EXTRACT TO READ:

- Directed by: Gilles Grangier
- Written by: Jacques Sigurd
- Based on: La vierge du Rhin by Pierre Nord
- Produced by: Evrard de Rouvre
- Starring: Jean Gabin Nadia Gray Elina Labourdette
- Cinematography: Marc Fossard
- Edited by: Paul Cayatte
- Music by: Joseph Kosma
- Production company: Films Véga
- Distributed by: La Société des Films Sirius
- Release date: 13 November 1953;
- Running time: 82 minutes
- Country: France
- Language: French

= Rhine Virgin =

1953 film

Rhine Virgin (French: La vierge du Rhin) is a 1953 French crime drama film directed by Gilles Grangier and starring Jean Gabin, Nadia Gray and Elina Labourdette. The film's sets were designed by the art directors Jacques Colombier and Jean André. The film was shot at the Billancourt Studios in Paris and on location along the River Rhine, including around Strasbourg. It was part of a string of post-war films in which Gabin plays a tragic lover.

==Synopsis==
During the Fall of France in 1940 during the Second World War Jacques Ledru is reported missing in action. His wife Geneviève has taken over his Strasbourg-based river transport company on the River Rhine and married one of his associates. Returning after the war under an assumed name, Ledru gets work on the barge La vierge du Rhin. He uncovers the conspiracy against him by his former wife and her lover who are now using the company for smuggling operations. He is assisted by Maria, the daughter of the vessel's captain.

INFORMATION SUPPLIED:
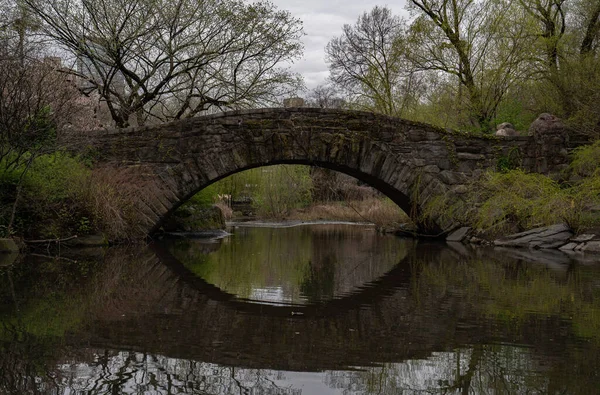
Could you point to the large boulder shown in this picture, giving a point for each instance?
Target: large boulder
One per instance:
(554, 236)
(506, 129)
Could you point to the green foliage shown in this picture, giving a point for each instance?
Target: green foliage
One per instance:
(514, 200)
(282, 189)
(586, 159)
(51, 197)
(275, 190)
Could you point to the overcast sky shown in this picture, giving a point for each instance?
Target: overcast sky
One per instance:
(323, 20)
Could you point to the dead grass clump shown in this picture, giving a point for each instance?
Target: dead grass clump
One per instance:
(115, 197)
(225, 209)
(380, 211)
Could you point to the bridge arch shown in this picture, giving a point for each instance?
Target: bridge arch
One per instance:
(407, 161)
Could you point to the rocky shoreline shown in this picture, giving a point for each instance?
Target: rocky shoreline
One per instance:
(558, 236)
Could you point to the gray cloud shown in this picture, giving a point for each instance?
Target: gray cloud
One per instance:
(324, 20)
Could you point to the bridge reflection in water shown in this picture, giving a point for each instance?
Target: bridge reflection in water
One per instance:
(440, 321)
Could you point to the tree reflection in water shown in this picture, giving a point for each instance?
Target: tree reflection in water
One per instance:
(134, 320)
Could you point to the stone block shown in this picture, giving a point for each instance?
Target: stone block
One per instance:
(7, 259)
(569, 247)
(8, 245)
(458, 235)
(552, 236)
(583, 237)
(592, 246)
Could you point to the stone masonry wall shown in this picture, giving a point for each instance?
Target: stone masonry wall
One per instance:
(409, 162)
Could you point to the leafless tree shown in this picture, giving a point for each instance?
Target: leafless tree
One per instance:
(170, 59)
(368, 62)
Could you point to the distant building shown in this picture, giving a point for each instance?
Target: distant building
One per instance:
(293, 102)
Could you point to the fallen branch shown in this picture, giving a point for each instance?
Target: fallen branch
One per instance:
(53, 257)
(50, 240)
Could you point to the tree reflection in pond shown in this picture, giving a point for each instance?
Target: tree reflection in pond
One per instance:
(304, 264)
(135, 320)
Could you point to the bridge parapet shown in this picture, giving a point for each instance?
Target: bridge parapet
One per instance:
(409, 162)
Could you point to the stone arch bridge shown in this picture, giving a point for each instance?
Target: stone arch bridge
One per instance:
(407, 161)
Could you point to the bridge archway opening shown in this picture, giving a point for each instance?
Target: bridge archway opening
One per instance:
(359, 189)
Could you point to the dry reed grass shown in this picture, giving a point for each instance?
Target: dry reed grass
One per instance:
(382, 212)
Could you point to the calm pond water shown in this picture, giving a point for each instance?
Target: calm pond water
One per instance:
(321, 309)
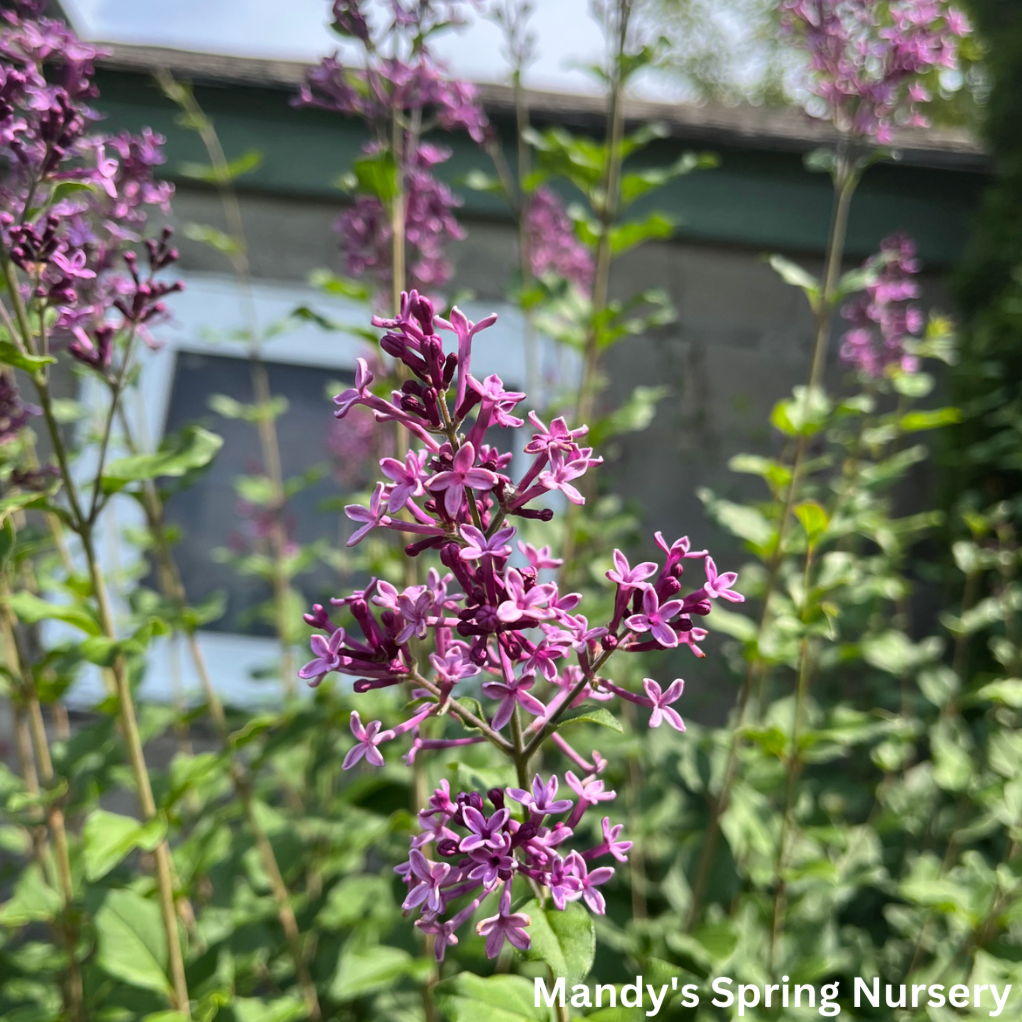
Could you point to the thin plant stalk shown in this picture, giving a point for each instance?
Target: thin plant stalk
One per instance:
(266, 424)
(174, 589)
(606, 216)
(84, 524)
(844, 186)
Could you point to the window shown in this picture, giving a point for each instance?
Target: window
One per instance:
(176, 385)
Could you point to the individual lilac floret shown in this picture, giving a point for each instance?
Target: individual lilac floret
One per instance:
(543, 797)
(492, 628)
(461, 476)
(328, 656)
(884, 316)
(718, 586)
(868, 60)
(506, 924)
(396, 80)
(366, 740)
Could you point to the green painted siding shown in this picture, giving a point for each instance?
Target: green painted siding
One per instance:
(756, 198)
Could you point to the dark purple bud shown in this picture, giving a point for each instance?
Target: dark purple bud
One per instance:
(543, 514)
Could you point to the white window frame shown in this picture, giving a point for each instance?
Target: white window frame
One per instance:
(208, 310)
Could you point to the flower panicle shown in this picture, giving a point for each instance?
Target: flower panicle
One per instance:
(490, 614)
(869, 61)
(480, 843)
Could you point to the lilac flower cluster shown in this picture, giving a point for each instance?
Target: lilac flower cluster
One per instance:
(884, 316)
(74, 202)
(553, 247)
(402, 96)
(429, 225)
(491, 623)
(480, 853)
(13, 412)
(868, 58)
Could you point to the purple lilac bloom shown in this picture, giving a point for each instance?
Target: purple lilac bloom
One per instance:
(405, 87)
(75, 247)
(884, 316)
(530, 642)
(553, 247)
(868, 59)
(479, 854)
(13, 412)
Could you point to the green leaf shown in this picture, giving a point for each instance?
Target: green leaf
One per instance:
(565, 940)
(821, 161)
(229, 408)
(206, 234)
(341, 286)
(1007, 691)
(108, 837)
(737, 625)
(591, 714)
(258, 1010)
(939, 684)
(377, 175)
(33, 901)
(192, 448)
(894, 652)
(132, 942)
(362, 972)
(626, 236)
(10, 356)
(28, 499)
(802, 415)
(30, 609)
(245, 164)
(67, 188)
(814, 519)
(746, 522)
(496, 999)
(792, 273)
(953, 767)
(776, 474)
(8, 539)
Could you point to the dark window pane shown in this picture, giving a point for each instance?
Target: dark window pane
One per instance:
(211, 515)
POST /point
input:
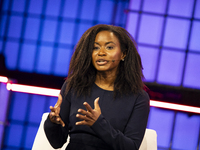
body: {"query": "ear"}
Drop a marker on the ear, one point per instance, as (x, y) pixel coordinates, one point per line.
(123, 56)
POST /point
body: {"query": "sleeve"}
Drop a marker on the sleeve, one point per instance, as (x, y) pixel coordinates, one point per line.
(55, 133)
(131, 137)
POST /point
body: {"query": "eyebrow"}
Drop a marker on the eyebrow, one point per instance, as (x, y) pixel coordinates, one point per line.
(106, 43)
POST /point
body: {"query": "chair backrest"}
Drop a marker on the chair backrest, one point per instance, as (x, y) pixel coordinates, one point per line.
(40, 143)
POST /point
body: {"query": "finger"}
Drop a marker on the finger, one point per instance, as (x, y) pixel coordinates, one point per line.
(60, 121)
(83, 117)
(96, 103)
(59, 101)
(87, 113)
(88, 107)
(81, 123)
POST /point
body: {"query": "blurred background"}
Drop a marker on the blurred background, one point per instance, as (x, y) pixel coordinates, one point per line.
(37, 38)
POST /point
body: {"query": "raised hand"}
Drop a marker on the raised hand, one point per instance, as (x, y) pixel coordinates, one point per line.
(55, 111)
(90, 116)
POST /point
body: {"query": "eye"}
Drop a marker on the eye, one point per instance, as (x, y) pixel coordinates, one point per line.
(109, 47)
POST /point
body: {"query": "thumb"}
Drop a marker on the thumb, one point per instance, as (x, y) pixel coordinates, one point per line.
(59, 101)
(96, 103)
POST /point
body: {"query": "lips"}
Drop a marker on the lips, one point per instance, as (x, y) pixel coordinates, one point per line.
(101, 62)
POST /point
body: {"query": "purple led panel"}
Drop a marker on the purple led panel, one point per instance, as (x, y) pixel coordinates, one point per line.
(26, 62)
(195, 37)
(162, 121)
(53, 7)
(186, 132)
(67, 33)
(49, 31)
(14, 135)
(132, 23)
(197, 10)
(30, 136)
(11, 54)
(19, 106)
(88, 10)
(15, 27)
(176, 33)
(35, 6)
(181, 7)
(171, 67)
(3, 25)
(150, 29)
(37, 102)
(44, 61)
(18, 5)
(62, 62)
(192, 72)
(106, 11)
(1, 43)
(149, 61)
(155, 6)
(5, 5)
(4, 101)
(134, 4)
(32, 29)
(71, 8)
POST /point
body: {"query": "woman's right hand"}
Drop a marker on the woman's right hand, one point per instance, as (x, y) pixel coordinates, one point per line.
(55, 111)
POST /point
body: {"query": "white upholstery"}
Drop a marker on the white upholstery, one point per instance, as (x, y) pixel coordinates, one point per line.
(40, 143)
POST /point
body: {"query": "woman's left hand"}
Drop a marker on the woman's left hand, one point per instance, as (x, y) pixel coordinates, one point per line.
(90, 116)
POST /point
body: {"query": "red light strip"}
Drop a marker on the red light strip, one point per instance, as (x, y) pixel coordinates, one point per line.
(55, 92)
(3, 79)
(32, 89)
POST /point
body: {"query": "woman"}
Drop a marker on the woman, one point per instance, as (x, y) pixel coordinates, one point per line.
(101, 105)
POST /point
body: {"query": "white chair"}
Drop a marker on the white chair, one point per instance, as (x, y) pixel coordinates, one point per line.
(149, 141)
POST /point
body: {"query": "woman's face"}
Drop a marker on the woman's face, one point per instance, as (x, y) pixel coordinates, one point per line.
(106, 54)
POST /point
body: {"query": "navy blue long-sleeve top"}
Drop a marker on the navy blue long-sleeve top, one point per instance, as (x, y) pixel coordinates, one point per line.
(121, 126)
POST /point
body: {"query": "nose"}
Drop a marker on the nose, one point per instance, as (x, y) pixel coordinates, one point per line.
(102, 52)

* * *

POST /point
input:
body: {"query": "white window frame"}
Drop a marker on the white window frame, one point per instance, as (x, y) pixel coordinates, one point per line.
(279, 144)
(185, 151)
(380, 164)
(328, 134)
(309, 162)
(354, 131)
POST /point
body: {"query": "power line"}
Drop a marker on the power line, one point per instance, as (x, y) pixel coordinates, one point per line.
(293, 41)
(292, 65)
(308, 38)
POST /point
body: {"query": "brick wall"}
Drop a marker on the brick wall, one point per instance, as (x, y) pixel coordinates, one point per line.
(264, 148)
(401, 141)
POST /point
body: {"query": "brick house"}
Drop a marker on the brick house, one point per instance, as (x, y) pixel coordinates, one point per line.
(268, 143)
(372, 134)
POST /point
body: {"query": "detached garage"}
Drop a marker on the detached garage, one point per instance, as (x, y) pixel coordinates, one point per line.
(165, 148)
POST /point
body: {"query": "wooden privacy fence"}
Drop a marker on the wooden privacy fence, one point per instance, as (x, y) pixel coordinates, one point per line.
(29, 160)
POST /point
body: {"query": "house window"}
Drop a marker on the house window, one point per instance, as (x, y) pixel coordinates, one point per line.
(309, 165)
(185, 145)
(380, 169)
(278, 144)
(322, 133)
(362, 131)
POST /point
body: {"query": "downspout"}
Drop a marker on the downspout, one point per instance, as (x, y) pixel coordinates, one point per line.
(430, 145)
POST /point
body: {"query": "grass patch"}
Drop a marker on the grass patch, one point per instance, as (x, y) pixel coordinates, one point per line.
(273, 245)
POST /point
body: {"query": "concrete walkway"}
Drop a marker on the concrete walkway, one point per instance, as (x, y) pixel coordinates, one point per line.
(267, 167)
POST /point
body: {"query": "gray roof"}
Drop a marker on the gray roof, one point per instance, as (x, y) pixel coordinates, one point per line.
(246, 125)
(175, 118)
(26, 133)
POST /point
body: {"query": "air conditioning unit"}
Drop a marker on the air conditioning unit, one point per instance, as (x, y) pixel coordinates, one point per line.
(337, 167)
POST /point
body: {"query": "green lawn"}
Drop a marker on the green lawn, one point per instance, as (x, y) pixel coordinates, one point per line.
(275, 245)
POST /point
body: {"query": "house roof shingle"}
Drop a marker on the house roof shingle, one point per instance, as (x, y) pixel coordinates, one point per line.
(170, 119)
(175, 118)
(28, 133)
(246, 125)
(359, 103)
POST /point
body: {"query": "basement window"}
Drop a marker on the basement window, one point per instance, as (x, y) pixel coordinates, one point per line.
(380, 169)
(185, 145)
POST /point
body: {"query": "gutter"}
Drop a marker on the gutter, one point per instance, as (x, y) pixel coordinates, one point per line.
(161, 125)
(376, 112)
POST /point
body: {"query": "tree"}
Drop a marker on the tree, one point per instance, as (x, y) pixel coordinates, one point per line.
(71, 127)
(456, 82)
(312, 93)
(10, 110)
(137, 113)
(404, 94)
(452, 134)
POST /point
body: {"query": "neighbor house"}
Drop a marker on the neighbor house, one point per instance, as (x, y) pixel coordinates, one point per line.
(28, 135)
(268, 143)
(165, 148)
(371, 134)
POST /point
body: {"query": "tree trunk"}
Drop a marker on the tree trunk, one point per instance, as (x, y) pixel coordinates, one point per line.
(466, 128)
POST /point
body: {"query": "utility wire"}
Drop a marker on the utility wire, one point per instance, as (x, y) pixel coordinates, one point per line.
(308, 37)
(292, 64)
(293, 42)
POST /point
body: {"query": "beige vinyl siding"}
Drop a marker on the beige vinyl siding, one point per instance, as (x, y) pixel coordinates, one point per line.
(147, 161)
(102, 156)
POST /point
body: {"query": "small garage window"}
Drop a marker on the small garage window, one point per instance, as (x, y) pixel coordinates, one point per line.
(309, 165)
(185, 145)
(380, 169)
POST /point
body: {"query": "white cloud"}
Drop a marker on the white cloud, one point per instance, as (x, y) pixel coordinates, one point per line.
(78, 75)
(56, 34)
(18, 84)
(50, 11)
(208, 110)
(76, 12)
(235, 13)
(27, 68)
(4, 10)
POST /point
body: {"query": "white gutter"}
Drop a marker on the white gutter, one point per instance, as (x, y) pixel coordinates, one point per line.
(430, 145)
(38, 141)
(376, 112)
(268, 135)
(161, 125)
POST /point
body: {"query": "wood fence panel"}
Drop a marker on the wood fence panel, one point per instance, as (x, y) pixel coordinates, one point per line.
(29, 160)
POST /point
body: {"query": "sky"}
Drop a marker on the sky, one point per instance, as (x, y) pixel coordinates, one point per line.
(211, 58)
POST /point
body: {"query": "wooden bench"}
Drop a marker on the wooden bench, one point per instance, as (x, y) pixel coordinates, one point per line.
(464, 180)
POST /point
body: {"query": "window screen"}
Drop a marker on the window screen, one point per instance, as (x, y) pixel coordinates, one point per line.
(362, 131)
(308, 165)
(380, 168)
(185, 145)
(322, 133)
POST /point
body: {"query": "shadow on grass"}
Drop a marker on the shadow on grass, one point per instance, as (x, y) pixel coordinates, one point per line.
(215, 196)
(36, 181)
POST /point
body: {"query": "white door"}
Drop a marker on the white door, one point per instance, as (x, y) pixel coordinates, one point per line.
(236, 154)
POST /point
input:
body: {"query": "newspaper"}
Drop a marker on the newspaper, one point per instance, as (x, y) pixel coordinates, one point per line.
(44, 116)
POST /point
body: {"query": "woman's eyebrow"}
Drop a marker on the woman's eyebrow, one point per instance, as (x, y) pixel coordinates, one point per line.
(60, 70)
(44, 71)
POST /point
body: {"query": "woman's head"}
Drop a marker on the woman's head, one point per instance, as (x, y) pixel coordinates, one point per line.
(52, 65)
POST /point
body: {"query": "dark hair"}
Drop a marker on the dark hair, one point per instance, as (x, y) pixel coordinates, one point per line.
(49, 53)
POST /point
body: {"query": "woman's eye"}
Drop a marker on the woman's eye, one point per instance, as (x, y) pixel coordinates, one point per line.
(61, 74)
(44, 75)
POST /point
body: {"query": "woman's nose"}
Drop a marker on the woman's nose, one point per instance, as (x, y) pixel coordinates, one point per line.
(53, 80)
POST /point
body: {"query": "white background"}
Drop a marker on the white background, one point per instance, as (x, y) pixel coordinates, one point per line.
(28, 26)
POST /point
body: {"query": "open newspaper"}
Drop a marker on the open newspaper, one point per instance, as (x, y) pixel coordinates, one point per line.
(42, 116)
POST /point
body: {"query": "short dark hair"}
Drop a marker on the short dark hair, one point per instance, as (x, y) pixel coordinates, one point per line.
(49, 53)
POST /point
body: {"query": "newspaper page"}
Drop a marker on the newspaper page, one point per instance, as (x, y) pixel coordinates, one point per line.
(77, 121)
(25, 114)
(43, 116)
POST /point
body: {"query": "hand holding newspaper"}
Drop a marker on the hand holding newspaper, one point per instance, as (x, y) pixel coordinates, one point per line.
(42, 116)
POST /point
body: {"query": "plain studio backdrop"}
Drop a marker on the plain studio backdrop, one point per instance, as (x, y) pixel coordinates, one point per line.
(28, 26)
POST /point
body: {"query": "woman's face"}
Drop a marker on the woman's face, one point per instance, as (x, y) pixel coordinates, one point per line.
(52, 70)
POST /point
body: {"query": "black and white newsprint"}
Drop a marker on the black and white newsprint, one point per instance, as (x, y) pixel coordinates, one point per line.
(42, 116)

YOUR ASSIGNMENT: Transcribe everything in the Rhine Virgin film text from "Rhine Virgin (French: La" down to "a tragic lover.". The data bears no relation to the text.

RESULT OF THE TASK:
Rhine Virgin (French: La vierge du Rhin) is a 1953 French crime drama film directed by Gilles Grangier and starring Jean Gabin, Nadia Gray and Elina Labourdette. The film's sets were designed by the art directors Jacques Colombier and Jean André. The film was shot at the Billancourt Studios in Paris and on location along the River Rhine, including around Strasbourg. It was part of a string of post-war films in which Gabin plays a tragic lover.